• _Work instructions_:
**a.** List every date that heads a post in the dated blog entries below.
**b.** Carry on the dated blog entries below, starting after their final line.

Monday, January 30, 2023

Physical Proximity

I've noticed...that physical proximity is important to me.  

Something isn't quite complete when I don't choose location, physicality, touch — in other words, actual experience in addition to cognitive understanding.

Sunday, January 29, 2023

Not Friendship

Instagram: richvillodas

Christians are often bad at making friends with non-Christians because our end goal is not friendship.

But Jesus is regarded as a friend of sinners.

-- Rich Villodas


Besides the topic itself (not to mention the indictment), who is Rich Villodas?  For a glimpse, click here (or the IG link above)....


And, probably not completely unrelated to the essence of the above:  In honor of Tyre Nichols, who just died from a recent police-beating, click here....

Saturday, January 28, 2023

3 Observations & A Question

How we become convinced of something is not as straight-forward as we think.


Faith without doubt is just belief — though often doubt is the bridge we cross to get from belief to faith.


Religion too often is the attempt to codify God…which is a kind of impossibility from the onset.


Doesn't it all come down to what you trust in and whether trusting in yourself is, in fact, your best option?


Prior  3 Observations & A Question….

Adults Who Spend More Than They Make


Friday, January 27, 2023

Winter: A Dirge

 'Poem for the week' -- "Winter: A Dirge":  (does it not feel this way sometimes?)

• _Entries provided_:
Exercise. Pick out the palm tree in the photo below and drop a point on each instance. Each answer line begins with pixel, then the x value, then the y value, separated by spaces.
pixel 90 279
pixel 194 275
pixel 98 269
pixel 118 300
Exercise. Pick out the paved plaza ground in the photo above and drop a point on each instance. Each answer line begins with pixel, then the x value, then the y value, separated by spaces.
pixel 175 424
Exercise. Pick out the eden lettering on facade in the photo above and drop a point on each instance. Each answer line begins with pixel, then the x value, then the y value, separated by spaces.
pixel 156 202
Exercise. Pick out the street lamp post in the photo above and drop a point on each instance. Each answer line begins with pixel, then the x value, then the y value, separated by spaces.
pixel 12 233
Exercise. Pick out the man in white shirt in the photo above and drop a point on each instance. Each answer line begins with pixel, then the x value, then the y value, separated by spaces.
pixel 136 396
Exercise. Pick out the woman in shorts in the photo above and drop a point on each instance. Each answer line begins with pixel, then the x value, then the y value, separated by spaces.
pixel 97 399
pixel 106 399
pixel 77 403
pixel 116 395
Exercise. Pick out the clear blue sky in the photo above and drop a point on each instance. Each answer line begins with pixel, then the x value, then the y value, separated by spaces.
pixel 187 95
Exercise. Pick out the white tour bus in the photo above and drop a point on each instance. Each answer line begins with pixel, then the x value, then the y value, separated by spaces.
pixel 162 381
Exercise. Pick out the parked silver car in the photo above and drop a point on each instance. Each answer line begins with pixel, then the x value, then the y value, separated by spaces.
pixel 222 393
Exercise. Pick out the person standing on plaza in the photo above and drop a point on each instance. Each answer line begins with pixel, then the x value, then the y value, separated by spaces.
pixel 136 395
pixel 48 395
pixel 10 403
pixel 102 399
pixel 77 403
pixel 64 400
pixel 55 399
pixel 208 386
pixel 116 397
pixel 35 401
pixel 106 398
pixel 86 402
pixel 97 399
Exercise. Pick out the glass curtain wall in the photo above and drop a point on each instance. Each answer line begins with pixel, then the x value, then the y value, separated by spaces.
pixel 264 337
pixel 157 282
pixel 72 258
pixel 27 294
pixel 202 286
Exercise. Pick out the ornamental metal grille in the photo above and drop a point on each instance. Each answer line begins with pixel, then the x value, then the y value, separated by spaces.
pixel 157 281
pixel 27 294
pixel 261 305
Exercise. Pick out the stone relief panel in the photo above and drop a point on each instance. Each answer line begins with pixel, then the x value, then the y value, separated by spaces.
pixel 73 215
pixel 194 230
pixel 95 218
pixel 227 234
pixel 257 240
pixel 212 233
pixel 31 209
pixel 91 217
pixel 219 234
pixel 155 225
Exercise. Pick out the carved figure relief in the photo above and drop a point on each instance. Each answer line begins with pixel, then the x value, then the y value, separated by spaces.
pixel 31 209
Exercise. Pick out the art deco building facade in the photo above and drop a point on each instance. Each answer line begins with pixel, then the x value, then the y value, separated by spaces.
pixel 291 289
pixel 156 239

• _Exercise results_:
**a.**
Monday, January 30, 2023
Sunday, January 29, 2023
Saturday, January 28, 2023
Friday, January 27, 2023

**b.**
The wintry west extends his blast,

   And hail and rain does blaw;

Or, the stormy north sends driving forth

   The blinding sleet and snaw:

While, tumbling brown, the burn comes down,

   And roars frae bank to brae;

And bird and beast in covert rest,

   And pass the heartless day.


“The sweeping blast, the sky o’ercast,”

   The joyless winter-day

Let others fear, to me more dear

   Than all the pride of May:

The tempest’s howl, it soothes my soul,

   My griefs it seems to join;

The leafless trees my fancy please,

   Their fate resembles mine!


Thou Power Supreme whose mighty scheme

   These woes of mine fulfil,

Here, firm, I rest; they must be best,

   Because they are Thy will!

Then all I want—O do Thou grant

   This one request of mine.—

Since to enjoy Thou dost deny,

   Assist me to resign.


-- Robert Burns

Thursday, January 26, 2023

At Your Feet


Your path is at your feet whether you realize it or not.

-- Agnes Martin

Wednesday, January 25, 2023

Habits, Proximity, and Surprise

I have 3 posts unfinished posts started for today.  So, right now, I'm chiding myself with "Hey, how about a little focus here...?!?"

It's not really working, as I'm still not landing the plane of my mind.  Perhaps, sometimes it's better to just notice what is (rather than try to scold it into any particular shape)....

I have been thinking a lot about our habits — how they enable us, but also how they ensconce us.

I've also been thinking about proximity — how differently we see things when we are actually close to them.

And, I've been thinking about the role of surprise in the discoveries of my day-to-day life — how often it actually is an unanticipated by-product (perhaps of things like our habits and proximity).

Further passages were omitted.